Asset Backed Securities: a practical guide for investors.

AuthorMelennec, Olivier

This guide is an introduction to ABS, presented from the point of view of the investor. It proposes a breakdown in simple notions, which enable a partial reading.

  1. What is an ABS?

    ABS (Asset Backed Securities) are experiencing strong growth on the capital markets. These financial instruments enable companies to raise capital using the securitisation method described below.

    1. Securitisation

      Securitisation is a way for companies to raise capital and consists in using one of the company's financial assets to guarantee a security issued on the capital markets.

      Let us take the example of an industrial manufacturer with an average credit rating, who is experiencing difficulties in obtaining financing from banks. This manufacturer has sold capital goods to customers with a strong credit rating. The idea behind securitisation is to structure a financing package backed by these high quality trade account receivables. In this way repayment no longer depends on the manufacturer, but only on the customers' ability to pay for the goods.

**Exercise 1**
Lay out the listing, from its start through the line containing "109 L 0 169", as a two-column CSV with columns named request and answer. Give one row per answer, put each field in quotes, and turn line breaks into spaces.
The guide above and the listing that comes next are unrelated material.

**Extracted entries**

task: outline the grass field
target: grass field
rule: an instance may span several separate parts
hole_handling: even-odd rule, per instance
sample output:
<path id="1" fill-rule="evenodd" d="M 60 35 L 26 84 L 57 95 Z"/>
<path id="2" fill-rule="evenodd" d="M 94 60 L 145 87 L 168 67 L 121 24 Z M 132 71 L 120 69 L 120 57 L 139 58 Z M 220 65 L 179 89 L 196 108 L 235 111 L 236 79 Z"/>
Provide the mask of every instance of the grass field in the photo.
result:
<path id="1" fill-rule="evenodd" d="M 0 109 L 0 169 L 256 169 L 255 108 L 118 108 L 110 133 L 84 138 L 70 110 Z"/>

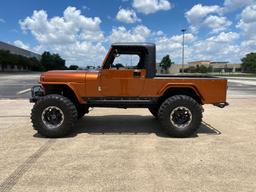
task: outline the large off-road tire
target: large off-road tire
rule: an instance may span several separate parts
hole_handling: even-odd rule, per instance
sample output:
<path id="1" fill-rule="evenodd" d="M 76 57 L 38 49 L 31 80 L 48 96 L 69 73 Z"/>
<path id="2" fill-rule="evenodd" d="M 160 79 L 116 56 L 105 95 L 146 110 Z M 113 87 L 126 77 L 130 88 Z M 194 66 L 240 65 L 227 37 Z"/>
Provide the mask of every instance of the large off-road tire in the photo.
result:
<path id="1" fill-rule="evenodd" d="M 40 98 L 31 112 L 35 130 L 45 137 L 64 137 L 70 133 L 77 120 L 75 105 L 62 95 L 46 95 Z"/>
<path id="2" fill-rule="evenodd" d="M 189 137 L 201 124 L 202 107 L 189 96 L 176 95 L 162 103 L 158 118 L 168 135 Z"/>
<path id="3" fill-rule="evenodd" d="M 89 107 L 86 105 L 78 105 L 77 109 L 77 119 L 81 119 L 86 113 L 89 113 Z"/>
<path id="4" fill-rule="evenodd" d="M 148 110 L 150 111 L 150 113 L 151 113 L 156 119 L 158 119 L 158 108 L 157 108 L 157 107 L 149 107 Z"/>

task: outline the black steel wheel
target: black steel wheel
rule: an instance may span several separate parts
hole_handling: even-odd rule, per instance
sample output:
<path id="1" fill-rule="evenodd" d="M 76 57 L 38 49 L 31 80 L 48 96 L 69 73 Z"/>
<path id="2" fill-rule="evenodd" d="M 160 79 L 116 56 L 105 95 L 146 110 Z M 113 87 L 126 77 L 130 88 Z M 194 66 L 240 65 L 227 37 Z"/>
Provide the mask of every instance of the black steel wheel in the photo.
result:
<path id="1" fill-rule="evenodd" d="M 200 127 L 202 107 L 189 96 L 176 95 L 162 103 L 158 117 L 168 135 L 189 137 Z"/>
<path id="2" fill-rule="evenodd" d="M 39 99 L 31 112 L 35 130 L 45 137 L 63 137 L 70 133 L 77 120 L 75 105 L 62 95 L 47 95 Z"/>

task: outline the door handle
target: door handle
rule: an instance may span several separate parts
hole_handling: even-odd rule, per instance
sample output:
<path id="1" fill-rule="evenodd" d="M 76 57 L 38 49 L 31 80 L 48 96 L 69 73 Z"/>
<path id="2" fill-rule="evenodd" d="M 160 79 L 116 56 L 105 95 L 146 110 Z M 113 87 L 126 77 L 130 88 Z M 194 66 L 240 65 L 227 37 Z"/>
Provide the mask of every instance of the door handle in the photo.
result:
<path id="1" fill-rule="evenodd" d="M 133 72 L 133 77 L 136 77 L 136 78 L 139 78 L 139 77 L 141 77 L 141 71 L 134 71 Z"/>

**Exercise 2**
Carry on the guide to asset backed securities from the point where it stops.

**Written response 1**
request,answer
"task: outline the grass field target: grass field rule: an instance may span several separate parts hole_handling: even-odd rule, per instance sample output: <path id=""1"" fill-rule=""evenodd"" d=""M 60 35 L 26 84 L 57 95 Z""/> <path id=""2"" fill-rule=""evenodd"" d=""M 94 60 L 145 87 L 168 67 L 121 24 Z M 132 71 L 120 69 L 120 57 L 139 58 Z M 220 65 L 179 89 L 196 108 L 235 111 L 236 79 Z""/> Provide the mask of every instance of the grass field in the photo. result:","<path id=""1"" fill-rule=""evenodd"" d=""M 0 109 L 0 169 L 256 169 L 255 108 L 118 108 L 110 133 L 84 138 L 70 110 Z""/>"

**Written response 2**
      A company is created for this purpose (SPV or Special Purpose Vehicle). The manufacturer (the Seller) sells the portfolio of trade account receivables (the underlying asset) to the SPV. The SPV then refinances this purchase by issuing rated securities, with repayment of these debts depending on the customers' (the final debtors') ability to pay.

    2. ABCP, MBS and ABS

      Securities issued using the securitisation method are called "Term Deal?' if they are offered to the markets as a long-term bond and "Conduit? if they are short-term.

      1. ABCP

        Conduits are mainly refunded by issuing commercial paper. These securitisation programmes, known as Asset Backed Commercial Paper (ABCP) accounted for a total outstanding of more than USD 500bn in the US in 1999, (i.e. more than a quarter of the US commercial paper market).

      2. MBS

        Term deals where the underlying assets comprise mortgage loans are called Mortgage Backed Securities. These represent a highly specific market and are mainly traded on the US domestic market. MBSs are generally fixed rate and their risk is principally linked to early repayment of the underlying mortgage loans. More than USD 400bn MBSs were issued in the US in 1999.

      3. ABS

        ABSs are all the Term Deals which do not fall under the MBS category: unlike MBSs, ABSs are mostly floating rate notes and principally carry a credit risk. In 1999, approximately USD 350bn of ABSs (excluding MBS) were issued.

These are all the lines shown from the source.